*Source text*:
= = = =

Even though the cars are autonomous, Zoox and other self-driving companies typically place a safety driver in the front seat to take over in the event that the software malfunctions or something else goes awry. In limited instances, some states are now allowing companies to test vehicles without a safety driver in place. In Arizona, for instance, Alphabet's Waymo division has begun shuttling riders around without any safety driver present.

But what about the workers? — Sadly, today's news means yet more disruption to the lives of contract workers who will be hurting over the lost income. Zoox hired its safety drivers through a third-party staffing agency and has said it will rehire them as soon as possible. The company also told Input in a statement that it will try to, "redeploy contractors within the company to create new opportunities for remote work."

Keep in mind that Zoox has raised nearly a billion dollars since 2014 — $200 million of which it raised this past October. Creating self-driving cars has proven to be wildly expensive for every company in the field, true, but is it too much to ask for Zoox to float its low-paid contractors for a couple of months? I guess that's the whole reason to hire contractors in the first place, however: So that you can easily cut them as needed.

= = = =

*Check your understanding*:
a: List every company, company division, and U.S. state named in the passage about Zoox's safety drivers, in the order each first appears.
b: Write the next paragraph of the passage about Zoox's safety drivers, picking up after its final sentence.

*Dataset items*:
= = = =

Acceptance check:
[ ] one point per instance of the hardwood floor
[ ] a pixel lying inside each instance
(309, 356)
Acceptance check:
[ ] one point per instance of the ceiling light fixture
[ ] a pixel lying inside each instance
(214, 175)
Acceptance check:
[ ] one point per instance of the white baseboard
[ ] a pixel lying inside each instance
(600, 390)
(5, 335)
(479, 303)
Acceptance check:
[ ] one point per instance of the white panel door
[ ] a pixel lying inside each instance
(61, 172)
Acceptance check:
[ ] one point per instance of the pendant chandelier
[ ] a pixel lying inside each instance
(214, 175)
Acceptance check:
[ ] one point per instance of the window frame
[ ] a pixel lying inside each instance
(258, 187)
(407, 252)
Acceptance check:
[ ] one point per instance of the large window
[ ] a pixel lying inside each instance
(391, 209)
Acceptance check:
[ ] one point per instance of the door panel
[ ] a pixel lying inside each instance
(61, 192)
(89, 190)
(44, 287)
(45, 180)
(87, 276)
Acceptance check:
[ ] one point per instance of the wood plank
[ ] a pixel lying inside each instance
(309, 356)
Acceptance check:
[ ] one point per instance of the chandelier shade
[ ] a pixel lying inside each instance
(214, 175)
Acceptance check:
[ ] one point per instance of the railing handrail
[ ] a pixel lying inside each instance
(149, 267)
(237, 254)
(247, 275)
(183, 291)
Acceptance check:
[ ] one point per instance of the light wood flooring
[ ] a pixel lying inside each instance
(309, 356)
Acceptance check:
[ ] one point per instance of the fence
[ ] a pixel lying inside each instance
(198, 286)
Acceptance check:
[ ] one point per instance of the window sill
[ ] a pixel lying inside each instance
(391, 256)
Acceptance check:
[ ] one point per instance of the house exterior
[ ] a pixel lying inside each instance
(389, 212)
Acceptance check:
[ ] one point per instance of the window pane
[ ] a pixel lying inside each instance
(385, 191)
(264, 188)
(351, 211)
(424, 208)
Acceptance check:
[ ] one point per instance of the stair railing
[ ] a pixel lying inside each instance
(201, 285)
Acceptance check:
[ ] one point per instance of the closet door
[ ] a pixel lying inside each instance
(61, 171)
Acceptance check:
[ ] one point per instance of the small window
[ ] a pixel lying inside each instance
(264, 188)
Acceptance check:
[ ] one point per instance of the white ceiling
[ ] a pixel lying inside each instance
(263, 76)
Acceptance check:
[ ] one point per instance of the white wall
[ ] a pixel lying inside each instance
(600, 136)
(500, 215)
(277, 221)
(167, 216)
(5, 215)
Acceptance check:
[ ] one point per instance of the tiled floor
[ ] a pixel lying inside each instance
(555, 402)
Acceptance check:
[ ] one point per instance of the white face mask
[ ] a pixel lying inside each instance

= = = =

*Answers below*:
a: Zoox, Arizona, Alphabet, Waymo

b:
Now these workers will have to make up the lost income somehow, or hope their landlords show some mercy and cover them in a way Zoox won't. And when things do go back to normal, they'll surely be less interested in working for Zoox.

The rising movement to support contractors — Apple recently told its third-party staffing contractor that it will continue to pay its hourly employees — including janitors and bus drivers — even though they're not currently working. Google also extended its contracts with hourly employees for another 60 days just as the coronavirus epidemic was intensifying.